▶

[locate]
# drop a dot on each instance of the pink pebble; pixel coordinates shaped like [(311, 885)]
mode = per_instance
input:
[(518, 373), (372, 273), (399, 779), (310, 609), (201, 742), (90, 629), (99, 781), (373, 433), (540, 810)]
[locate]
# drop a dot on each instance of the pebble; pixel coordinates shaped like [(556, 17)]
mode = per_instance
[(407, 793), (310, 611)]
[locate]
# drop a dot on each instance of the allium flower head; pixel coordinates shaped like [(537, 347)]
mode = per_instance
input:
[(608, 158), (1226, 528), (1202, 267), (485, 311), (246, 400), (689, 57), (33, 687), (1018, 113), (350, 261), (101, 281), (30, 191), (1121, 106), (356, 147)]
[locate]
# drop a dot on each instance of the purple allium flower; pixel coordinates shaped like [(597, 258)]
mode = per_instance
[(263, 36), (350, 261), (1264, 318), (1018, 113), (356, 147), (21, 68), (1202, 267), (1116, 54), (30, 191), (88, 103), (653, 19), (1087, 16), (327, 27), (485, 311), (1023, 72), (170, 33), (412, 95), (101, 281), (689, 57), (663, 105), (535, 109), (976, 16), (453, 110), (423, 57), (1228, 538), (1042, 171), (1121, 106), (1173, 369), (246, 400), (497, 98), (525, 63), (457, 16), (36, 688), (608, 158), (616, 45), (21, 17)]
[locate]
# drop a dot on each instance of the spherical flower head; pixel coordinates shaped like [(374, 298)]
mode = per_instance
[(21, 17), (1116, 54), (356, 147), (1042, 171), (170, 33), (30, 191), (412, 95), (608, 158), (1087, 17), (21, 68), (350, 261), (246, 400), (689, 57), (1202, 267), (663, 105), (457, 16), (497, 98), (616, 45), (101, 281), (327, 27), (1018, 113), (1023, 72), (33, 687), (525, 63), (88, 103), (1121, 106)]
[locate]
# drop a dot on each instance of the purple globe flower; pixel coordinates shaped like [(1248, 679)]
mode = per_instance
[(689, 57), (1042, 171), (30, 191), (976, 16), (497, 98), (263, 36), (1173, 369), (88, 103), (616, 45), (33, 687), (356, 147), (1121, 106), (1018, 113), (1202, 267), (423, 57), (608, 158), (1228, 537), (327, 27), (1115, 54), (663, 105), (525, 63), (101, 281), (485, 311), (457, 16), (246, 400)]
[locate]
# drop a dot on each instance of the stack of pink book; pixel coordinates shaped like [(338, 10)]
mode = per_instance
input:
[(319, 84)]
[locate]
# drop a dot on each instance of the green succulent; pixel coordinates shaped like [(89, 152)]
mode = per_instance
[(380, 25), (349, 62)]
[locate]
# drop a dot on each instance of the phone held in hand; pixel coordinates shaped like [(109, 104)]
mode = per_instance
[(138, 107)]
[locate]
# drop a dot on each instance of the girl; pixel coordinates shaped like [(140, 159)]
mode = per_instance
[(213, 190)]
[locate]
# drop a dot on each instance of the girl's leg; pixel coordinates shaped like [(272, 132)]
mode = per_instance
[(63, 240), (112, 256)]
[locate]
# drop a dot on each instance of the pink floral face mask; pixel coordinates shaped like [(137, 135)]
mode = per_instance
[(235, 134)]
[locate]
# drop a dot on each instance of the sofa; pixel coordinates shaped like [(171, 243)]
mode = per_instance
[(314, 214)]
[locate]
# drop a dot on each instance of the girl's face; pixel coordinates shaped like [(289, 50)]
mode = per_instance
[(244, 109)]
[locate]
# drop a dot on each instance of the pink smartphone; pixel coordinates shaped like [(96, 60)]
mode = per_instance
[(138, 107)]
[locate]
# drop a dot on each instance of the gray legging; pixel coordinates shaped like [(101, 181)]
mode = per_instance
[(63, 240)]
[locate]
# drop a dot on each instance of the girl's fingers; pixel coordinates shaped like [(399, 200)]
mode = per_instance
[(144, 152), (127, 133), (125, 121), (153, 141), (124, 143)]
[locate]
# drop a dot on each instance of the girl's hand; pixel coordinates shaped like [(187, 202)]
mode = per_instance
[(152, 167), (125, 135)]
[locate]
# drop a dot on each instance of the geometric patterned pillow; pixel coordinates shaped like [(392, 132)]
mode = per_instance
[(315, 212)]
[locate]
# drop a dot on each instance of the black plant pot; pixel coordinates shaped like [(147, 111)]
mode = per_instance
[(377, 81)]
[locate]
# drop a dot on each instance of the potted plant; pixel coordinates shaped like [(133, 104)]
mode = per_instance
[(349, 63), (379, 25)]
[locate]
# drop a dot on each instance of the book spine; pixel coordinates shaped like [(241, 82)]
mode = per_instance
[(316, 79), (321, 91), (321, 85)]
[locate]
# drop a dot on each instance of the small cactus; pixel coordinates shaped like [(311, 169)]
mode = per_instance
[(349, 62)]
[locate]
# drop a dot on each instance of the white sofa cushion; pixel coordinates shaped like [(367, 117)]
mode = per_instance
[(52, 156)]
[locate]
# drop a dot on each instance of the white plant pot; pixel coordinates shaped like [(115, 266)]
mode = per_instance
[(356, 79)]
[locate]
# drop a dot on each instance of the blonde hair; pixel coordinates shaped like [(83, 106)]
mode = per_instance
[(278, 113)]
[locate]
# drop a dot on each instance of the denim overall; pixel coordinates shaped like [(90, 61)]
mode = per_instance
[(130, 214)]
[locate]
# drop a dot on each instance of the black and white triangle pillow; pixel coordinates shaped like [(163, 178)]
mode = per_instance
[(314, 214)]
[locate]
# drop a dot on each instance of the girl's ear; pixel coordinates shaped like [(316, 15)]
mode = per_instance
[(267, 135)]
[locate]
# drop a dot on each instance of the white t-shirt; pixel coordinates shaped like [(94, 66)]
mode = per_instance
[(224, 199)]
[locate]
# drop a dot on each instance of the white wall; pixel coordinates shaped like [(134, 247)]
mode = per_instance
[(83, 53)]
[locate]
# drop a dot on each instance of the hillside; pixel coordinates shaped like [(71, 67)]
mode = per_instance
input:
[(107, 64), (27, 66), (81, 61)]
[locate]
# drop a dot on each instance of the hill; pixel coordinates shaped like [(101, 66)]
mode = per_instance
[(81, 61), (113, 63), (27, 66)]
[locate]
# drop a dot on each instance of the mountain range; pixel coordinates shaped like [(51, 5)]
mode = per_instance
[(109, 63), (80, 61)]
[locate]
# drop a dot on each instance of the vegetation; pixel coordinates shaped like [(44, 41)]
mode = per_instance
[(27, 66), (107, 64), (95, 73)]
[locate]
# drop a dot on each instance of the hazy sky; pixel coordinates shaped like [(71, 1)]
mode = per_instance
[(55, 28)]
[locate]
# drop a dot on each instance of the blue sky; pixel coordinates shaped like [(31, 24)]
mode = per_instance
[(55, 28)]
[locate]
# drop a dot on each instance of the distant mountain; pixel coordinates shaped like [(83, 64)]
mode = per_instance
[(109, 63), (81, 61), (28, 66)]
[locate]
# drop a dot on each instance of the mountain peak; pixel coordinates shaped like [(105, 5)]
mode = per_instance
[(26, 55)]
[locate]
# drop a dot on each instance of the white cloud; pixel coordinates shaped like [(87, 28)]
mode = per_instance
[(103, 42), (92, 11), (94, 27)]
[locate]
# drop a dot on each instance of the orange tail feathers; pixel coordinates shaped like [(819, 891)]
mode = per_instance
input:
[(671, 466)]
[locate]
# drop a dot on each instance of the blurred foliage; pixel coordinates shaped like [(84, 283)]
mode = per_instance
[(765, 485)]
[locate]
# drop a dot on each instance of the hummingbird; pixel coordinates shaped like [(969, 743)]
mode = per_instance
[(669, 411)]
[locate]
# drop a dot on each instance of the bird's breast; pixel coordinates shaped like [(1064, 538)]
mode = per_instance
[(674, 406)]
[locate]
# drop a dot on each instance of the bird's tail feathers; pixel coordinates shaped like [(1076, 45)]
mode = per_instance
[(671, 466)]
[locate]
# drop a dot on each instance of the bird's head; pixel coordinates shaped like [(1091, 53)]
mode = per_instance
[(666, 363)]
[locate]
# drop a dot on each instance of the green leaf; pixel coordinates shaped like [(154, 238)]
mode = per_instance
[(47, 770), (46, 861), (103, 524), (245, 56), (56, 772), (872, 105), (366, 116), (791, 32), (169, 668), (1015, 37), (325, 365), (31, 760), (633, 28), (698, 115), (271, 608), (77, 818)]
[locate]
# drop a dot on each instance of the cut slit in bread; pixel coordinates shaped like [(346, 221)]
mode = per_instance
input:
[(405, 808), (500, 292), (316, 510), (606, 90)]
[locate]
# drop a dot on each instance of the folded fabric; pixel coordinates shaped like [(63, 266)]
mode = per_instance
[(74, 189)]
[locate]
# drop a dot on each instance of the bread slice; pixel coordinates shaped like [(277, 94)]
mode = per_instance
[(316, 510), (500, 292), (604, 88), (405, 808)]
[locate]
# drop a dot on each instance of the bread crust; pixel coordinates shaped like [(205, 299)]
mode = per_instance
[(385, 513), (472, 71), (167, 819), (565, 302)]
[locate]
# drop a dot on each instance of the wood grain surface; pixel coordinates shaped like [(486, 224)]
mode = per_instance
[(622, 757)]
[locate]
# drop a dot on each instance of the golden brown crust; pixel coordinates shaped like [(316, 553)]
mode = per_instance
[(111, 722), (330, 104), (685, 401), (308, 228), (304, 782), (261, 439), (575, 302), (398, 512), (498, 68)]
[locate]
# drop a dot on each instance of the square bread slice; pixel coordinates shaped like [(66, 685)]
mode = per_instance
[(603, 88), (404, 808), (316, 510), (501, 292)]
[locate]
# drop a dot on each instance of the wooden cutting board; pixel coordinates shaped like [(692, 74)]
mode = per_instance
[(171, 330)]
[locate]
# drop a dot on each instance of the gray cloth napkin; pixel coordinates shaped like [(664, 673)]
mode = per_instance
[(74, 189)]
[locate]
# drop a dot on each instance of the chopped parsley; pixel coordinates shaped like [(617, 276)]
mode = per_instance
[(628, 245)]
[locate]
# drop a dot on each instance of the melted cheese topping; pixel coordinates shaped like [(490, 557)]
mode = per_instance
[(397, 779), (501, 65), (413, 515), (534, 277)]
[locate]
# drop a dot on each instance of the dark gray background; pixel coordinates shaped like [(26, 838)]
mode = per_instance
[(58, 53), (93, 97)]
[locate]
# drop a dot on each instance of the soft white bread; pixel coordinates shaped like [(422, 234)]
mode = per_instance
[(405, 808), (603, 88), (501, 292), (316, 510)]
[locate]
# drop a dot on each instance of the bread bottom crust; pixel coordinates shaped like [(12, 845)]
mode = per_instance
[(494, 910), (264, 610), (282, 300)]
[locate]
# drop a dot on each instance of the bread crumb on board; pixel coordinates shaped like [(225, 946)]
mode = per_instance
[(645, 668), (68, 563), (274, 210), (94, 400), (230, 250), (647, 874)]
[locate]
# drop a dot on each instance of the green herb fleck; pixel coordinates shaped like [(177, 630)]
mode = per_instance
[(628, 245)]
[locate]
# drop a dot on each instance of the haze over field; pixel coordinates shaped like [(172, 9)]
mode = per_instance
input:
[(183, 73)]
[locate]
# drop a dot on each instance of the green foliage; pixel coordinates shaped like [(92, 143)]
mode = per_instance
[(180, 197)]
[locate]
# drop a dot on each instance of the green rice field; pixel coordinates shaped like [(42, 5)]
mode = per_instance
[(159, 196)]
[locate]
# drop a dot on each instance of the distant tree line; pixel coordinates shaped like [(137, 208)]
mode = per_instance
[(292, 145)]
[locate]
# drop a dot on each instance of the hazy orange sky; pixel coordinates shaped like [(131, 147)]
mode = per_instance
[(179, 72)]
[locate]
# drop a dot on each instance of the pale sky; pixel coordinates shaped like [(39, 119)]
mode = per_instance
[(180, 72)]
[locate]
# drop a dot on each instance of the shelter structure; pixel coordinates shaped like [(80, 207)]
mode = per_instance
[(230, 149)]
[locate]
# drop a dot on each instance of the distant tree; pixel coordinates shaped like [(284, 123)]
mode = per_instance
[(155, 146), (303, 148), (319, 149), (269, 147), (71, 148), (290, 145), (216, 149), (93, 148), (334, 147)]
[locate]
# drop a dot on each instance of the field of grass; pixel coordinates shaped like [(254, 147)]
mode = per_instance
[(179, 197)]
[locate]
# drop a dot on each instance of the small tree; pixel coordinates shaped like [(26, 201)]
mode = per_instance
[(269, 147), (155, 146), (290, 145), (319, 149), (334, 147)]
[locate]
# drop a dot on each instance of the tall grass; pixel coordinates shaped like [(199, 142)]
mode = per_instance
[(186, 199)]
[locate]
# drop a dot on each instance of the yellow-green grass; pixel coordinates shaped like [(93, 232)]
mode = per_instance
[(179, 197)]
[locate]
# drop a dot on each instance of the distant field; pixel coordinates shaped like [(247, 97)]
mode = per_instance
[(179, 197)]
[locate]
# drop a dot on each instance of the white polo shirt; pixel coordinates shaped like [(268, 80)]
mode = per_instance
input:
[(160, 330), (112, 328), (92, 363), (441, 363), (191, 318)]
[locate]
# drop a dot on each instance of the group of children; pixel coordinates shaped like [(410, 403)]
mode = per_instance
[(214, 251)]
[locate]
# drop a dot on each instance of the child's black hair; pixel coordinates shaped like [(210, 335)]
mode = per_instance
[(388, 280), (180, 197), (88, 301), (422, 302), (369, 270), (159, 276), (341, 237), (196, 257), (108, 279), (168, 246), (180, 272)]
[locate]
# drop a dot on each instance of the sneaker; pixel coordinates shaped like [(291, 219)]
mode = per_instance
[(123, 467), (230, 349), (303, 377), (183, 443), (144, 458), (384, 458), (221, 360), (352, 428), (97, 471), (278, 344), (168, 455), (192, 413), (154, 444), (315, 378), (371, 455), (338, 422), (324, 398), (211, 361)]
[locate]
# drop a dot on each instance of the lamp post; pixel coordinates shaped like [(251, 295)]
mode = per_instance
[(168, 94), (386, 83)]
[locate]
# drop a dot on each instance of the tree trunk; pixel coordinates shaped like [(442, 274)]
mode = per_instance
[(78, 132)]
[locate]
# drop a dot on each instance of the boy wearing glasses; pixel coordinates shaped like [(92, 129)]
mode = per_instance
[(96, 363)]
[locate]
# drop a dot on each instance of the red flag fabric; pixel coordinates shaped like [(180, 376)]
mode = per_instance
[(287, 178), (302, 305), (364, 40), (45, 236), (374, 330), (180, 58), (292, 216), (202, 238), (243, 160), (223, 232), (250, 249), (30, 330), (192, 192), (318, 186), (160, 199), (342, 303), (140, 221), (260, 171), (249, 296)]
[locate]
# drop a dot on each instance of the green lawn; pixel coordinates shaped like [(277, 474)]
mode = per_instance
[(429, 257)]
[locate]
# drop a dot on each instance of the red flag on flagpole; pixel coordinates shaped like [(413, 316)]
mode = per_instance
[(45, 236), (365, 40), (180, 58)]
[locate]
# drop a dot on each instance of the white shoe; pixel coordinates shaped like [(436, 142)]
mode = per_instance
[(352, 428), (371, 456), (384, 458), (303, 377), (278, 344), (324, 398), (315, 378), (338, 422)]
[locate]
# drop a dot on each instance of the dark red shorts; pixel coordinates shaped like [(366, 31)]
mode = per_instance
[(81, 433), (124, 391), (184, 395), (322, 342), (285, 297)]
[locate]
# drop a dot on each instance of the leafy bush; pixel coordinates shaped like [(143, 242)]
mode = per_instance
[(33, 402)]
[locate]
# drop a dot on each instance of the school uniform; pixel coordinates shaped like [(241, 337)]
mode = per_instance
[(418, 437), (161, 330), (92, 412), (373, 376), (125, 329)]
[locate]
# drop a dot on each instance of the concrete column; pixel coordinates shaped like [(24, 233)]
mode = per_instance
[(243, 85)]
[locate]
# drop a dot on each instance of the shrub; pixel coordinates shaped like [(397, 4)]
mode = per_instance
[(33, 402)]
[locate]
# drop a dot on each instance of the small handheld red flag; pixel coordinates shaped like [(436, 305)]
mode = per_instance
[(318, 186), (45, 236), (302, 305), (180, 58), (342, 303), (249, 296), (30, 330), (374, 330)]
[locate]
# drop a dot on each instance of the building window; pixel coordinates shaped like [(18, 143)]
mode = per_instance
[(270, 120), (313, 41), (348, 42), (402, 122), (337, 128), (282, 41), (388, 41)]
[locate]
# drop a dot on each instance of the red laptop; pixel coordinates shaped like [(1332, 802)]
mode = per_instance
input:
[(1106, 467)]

◀

Show each line in the records above that contains the word "allium".

# drop a dot on each instance of the allium flower head; pixel coordinates shaped like [(537, 347)]
# drop a dot on each instance of the purple allium flower; pixel coordinates shaped like [(597, 258)]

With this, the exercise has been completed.